Intervention de Christophe Mauriet

Réunion du mercredi 12 avril 2023 à 9h00
Commission de la défense nationale et des forces armées

Christophe Mauriet, secrétaire général pour l'administration au ministère des armées :

Je vous remercie, Monsieur le président, et je remercie également la commission de m'accueillir et de m'entendre.

Depuis son adoption par le Conseil des ministres, le contenu de la loi de programmation militaire pour 2024-2030 commence à se dévoiler. Je suis heureux d'apporter ma contribution à l'explicitation progressive des hypothèses sous-jacentes, des finalités et des mécanismes qui ont été retenus pour construire ce projet de programmation militaire.

Je passerai rapidement sur le cadrage stratégique et politico-militaire puisque le ministre et le chef d'état-major des armées (CEMA) vous l'ont présenté la semaine dernière. L'ambition profondément renouvelée de cette quatorzième programmation militaire vise trois objectifs majeurs : l'autonomie stratégique, l'assurance de nos engagements en notre qualité d'allié et de membre de l'Union européenne et la mise en exergue de l'ambition de notre pays France d'être une puissance d'équilibre.

Le premier objectif majeur de la LPM réside dans la garantie de la crédibilité dans la durée de la dissuasion nucléaire, pilier fondamental de notre outil de défense. Ce thème mobilise toute notre attention dans l'ensemble des domaines.

Le deuxième objectif consiste en la poursuite de la transformation de nos armées* qui constitue une condition de la préservation de la supériorité opérationnelle et de la capacité à faire face à l'ensemble des menaces actuelles et futures, sur tous les terrains et dans tous les espaces de conflictualité. Le thème de la transformation est plus que jamais central dans la politique de défense.

Le troisième objectif stratégique, corolaire du précédent, réside dans le renforcement impératif de la cohérence entre les différentes composantes de notre dispositif de défense auquel est associé le durcissement de la préparation des armées et de l'amélioration de leur réactivité.

Le quatrième objectif consiste en la poursuite de l'effort décisif entrepris lors de la précédente législature en ce qui concerne l'amélioration des conditions de vie et de travail non seulement des militaires, mais également des civils de la défense et de leur famille. Une attention particulière sera portée aux blessés.

(Un bloc de données)
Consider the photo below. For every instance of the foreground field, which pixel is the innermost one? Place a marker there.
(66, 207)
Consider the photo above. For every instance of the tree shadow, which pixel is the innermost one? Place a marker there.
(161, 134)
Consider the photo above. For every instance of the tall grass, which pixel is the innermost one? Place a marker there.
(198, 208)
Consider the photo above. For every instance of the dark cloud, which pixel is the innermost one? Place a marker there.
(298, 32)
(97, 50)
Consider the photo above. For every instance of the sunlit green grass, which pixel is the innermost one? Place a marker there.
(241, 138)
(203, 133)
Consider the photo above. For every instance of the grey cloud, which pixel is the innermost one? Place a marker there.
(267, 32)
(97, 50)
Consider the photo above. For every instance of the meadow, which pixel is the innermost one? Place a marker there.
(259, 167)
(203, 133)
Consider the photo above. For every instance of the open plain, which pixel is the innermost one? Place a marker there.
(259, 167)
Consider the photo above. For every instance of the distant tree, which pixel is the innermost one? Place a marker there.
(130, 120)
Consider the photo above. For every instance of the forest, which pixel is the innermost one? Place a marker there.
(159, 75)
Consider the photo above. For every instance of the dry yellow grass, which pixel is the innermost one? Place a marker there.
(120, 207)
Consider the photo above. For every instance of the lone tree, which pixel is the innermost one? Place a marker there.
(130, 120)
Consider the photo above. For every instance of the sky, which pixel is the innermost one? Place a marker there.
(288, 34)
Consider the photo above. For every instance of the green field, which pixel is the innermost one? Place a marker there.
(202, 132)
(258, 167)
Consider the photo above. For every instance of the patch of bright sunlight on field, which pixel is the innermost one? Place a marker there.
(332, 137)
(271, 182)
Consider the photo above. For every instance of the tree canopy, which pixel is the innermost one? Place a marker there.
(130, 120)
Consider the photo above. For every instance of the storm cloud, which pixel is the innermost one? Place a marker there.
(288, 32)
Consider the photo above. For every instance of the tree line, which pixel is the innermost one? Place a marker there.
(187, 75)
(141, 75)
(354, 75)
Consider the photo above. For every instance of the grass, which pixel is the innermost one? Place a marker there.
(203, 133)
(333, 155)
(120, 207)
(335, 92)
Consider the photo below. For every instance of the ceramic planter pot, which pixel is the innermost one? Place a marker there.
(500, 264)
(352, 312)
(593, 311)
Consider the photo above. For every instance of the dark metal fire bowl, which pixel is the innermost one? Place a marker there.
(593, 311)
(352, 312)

---

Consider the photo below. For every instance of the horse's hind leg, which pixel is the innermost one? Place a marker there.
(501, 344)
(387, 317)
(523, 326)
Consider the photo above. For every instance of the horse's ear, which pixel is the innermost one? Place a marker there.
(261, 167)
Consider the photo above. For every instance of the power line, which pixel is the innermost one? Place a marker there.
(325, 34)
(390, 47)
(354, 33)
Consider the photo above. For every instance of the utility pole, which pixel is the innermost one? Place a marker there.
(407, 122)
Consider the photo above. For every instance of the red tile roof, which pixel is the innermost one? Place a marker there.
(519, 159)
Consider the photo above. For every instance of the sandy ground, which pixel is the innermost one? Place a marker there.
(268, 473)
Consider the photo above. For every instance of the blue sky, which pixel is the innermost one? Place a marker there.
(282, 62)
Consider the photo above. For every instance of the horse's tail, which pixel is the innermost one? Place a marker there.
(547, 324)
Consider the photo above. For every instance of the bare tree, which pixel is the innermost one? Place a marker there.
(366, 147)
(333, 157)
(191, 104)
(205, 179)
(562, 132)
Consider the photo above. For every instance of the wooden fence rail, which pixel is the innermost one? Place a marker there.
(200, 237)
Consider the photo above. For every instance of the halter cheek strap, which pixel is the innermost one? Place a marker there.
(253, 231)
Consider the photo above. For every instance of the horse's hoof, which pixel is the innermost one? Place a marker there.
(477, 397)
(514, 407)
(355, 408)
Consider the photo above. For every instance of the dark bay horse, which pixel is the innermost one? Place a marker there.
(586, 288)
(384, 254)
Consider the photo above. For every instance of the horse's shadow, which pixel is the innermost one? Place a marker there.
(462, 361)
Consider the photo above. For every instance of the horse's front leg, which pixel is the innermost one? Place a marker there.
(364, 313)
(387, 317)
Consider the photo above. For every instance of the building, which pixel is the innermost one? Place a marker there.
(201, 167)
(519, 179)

- Travail demandé:
Affichez sans modification le passage de l'intervention sur la programmation militaire qui commence à « Le premier objectif » et se termine à « politique de défense. ».

- Réponse ci-dessous:
Le premier objectif majeur de la LPM réside dans la garantie de la crédibilité dans la durée de la dissuasion nucléaire, pilier fondamental de notre outil de défense. Ce thème mobilise toute notre attention dans l'ensemble des domaines.

Le deuxième objectif consiste en la poursuite de la transformation de nos armées* qui constitue une condition de la préservation de la supériorité opérationnelle et de la capacité à faire face à l'ensemble des menaces actuelles et futures, sur tous les terrains et dans tous les espaces de conflictualité. Le thème de la transformation est plus que jamais central dans la politique de défense.